Instructions to follow
Select every line in the entries that contains the word "rocky" and copy each one out in full.

Supplied records
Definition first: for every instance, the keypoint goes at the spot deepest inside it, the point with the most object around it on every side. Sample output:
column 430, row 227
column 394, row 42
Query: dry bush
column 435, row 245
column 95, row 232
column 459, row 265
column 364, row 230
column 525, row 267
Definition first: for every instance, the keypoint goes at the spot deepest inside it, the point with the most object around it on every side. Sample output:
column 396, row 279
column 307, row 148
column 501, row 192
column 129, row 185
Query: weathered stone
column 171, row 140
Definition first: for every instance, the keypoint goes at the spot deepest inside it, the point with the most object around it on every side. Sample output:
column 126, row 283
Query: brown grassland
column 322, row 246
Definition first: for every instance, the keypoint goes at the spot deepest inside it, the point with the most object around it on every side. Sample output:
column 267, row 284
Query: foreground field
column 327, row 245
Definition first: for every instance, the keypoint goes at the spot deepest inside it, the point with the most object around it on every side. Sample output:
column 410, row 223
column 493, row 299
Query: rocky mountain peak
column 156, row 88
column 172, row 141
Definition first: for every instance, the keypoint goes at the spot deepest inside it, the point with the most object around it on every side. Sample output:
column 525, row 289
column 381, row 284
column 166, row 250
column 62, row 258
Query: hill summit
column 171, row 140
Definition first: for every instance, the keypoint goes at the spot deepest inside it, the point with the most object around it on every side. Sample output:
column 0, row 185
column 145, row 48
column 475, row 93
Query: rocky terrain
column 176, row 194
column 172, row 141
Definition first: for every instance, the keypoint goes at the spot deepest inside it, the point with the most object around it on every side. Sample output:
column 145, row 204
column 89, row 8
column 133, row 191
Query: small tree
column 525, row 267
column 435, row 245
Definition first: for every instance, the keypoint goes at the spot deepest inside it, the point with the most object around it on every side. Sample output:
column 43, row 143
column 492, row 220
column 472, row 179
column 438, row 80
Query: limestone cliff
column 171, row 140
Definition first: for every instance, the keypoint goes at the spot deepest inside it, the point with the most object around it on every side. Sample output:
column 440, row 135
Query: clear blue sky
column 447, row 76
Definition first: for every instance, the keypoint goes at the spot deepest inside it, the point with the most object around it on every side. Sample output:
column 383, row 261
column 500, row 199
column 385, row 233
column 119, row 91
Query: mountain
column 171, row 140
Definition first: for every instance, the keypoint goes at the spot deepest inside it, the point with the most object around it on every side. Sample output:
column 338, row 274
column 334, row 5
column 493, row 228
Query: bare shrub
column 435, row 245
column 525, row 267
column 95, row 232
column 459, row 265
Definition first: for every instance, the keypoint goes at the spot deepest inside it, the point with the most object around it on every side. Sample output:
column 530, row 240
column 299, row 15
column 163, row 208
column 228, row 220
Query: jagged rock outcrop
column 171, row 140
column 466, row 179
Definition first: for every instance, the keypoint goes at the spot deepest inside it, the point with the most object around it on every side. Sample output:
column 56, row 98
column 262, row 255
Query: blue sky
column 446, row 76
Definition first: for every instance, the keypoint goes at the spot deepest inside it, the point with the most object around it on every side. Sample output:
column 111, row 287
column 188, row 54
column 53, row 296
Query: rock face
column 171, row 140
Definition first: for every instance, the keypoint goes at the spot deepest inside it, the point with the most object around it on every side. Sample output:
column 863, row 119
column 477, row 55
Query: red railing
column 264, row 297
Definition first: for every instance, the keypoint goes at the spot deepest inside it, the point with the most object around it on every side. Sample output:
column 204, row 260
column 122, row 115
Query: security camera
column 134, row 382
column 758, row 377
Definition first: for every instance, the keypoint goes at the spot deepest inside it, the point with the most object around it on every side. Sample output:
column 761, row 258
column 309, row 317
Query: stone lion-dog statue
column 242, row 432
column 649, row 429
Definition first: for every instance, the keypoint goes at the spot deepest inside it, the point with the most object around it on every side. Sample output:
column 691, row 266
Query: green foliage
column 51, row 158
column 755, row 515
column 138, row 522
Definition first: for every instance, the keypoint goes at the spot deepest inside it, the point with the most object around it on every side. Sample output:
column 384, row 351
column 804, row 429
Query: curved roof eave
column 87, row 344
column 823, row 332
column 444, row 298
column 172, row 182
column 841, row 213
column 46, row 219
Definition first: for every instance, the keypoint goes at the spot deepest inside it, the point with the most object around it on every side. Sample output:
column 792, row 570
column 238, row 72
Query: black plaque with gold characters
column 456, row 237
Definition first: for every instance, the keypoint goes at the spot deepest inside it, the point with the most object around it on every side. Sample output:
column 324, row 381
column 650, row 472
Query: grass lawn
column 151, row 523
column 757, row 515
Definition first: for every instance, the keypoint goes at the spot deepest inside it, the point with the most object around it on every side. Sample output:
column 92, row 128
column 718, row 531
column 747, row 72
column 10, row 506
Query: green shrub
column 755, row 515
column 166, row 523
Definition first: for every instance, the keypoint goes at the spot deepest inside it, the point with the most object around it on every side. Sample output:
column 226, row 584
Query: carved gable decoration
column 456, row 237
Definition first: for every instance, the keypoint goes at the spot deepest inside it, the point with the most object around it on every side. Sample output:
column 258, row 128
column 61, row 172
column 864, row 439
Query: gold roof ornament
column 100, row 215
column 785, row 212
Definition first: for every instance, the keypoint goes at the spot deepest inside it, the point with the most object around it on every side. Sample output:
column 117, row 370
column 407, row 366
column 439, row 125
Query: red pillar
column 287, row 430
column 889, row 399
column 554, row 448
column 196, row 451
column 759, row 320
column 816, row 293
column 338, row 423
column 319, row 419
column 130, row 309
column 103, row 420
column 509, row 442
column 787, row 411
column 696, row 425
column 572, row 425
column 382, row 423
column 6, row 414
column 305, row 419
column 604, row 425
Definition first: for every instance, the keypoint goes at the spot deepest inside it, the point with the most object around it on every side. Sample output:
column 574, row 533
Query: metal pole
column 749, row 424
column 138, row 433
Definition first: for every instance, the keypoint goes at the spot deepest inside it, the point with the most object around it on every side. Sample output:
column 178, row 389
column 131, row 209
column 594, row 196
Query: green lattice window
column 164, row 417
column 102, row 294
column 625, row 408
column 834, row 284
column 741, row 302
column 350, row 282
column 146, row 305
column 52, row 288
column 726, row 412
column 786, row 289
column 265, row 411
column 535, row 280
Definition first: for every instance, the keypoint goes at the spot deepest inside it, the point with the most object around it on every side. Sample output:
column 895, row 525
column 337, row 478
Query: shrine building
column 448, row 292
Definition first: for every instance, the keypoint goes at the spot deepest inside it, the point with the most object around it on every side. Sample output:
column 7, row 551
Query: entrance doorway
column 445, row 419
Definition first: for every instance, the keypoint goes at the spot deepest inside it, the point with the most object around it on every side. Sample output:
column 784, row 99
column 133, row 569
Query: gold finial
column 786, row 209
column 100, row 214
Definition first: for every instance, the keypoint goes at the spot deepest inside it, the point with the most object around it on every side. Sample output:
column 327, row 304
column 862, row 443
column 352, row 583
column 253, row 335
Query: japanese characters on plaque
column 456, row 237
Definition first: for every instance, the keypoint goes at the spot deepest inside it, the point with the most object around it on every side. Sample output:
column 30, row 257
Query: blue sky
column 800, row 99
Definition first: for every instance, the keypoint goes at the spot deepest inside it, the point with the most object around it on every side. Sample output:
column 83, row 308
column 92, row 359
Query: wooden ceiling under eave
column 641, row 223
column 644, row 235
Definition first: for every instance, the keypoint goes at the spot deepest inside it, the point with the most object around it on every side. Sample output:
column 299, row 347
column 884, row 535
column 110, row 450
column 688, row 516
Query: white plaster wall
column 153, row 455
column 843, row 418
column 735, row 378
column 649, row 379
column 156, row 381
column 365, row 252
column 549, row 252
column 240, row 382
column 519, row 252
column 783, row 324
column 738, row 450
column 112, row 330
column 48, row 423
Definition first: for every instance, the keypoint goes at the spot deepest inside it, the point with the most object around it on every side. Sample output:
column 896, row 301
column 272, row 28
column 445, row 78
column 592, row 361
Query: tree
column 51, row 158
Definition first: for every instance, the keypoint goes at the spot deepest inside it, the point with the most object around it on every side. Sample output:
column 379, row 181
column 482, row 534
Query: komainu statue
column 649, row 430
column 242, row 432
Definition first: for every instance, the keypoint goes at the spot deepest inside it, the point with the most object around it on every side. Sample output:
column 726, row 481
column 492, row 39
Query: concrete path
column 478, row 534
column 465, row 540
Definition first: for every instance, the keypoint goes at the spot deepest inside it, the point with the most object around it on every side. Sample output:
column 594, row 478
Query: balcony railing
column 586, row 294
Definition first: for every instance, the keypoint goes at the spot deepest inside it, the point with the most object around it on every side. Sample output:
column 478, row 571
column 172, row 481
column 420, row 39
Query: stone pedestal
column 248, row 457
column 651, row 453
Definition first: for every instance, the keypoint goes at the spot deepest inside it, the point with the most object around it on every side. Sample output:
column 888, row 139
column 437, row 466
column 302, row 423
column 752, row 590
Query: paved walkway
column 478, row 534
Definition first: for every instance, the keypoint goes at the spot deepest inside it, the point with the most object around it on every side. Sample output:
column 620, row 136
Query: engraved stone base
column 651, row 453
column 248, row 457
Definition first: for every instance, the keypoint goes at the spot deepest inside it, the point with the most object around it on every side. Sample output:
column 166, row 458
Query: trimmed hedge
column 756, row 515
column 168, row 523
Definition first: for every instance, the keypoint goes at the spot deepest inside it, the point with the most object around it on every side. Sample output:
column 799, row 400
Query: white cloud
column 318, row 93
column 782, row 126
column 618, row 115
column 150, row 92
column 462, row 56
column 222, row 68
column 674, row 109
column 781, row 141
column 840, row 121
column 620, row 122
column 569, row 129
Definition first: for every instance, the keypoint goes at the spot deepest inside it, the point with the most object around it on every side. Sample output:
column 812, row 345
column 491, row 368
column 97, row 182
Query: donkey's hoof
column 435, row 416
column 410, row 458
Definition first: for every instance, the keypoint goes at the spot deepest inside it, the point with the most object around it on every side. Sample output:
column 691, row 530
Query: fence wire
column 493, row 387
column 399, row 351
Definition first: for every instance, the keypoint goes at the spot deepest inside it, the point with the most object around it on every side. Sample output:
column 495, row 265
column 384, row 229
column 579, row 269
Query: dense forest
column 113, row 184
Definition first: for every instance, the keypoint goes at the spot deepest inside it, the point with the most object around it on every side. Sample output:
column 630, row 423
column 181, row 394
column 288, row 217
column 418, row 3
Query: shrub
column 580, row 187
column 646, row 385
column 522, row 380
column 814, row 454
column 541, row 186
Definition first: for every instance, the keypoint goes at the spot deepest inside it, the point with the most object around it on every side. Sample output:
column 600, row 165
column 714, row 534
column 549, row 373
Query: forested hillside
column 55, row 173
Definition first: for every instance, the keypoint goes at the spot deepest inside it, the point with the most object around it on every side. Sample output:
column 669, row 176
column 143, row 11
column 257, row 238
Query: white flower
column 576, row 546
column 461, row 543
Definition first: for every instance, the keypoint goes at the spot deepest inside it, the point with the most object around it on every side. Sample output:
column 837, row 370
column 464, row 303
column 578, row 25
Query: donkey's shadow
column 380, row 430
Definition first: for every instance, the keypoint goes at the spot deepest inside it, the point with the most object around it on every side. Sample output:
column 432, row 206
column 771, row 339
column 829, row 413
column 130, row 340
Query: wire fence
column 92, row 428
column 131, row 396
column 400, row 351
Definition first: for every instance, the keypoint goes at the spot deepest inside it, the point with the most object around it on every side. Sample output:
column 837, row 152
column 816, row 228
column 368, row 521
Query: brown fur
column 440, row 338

Solution
Query: rocky mountain peak
Query: rocky terrain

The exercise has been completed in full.